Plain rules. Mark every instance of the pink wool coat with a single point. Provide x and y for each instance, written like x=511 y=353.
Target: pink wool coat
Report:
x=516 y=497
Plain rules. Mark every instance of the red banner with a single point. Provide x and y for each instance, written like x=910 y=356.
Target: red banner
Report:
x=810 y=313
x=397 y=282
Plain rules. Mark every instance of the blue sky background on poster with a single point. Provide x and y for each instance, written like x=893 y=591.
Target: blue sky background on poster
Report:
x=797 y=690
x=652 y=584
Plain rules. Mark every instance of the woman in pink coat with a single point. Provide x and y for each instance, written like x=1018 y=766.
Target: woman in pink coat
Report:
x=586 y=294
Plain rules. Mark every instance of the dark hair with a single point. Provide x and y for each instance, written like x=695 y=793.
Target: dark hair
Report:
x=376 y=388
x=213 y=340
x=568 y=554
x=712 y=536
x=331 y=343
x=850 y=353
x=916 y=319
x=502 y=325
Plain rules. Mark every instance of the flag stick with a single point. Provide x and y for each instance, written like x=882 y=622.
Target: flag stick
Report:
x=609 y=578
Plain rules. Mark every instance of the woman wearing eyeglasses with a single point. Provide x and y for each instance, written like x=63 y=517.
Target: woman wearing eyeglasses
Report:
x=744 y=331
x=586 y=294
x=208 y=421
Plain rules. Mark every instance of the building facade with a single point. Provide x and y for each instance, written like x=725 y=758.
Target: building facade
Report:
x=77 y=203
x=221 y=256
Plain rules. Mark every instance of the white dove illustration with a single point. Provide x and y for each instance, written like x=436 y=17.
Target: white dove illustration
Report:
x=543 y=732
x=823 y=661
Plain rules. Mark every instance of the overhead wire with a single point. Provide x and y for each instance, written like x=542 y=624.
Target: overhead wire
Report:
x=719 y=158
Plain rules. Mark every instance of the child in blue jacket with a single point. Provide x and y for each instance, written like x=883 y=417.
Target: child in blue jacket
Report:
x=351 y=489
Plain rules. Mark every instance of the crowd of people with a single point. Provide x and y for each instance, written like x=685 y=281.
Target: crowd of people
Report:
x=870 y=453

What to work on
Copy out every one of the entries above word for word, leaving nothing out.

Finished exercise
Plain rules. Mark every instance of the pink wool coat with a single point. Provide x and y for each instance, written like x=511 y=353.
Target: pink wool coat
Report:
x=516 y=497
Plain rules. Mark every instance of the red banner with a single point. Provide x and y for each instance, written like x=910 y=356.
Target: red banner
Report:
x=810 y=313
x=397 y=282
Plain rules. Mark every instance of the blue sky background on poster with a single point. Provide x and y for each instance, written like x=893 y=591.
Target: blue sky background on poster
Report:
x=797 y=690
x=652 y=584
Plain rules. Mark every instance of the woman in pink coat with a single point. Provide x and y for each instance, written like x=1018 y=766.
Target: woman in pink coat
Report:
x=586 y=294
Plain rules. Mark every instance of the dark hair with a single point. Provide x and y for each instance, written like x=695 y=793.
Target: dark hair
Report:
x=376 y=388
x=213 y=340
x=568 y=554
x=712 y=536
x=331 y=343
x=850 y=353
x=916 y=319
x=502 y=325
Plain rules. Mark every instance of the flag stick with a single point. Provide x and y for each instance, written like x=882 y=622.
Target: flag stick
Report:
x=609 y=578
Plain rules. Mark every instance of the woman wearing eyeglasses with a single point. Provide x and y for each instance, written like x=63 y=517.
Target: woman wearing eyeglasses
Report:
x=744 y=331
x=586 y=294
x=208 y=421
Plain rules. Mark every instance of the building facade with a single point. Provide x and y for each instance, written like x=725 y=758.
Target: building facade
Report:
x=77 y=203
x=221 y=256
Plain rules. Mark every instance of the white dove illustration with a single point. Provide x and y for each instance, written like x=436 y=17.
Target: white dove illustration
Report:
x=543 y=732
x=823 y=661
Plain rules. Mark every instance of the overhead wire with a single point. Provide x and y for each instance, written like x=542 y=624.
Target: overhead wire
Report:
x=719 y=158
Plain rules. Mark every instance of the child in blue jacket with a single point. Provide x and y for each instance, written like x=883 y=417.
Target: child in blue jacket
Report:
x=351 y=489
Plain rules. Mark every instance of the crowd of people with a single point. Provide x and y for each instance, written like x=685 y=281.
Target: crowd of people
Report:
x=870 y=453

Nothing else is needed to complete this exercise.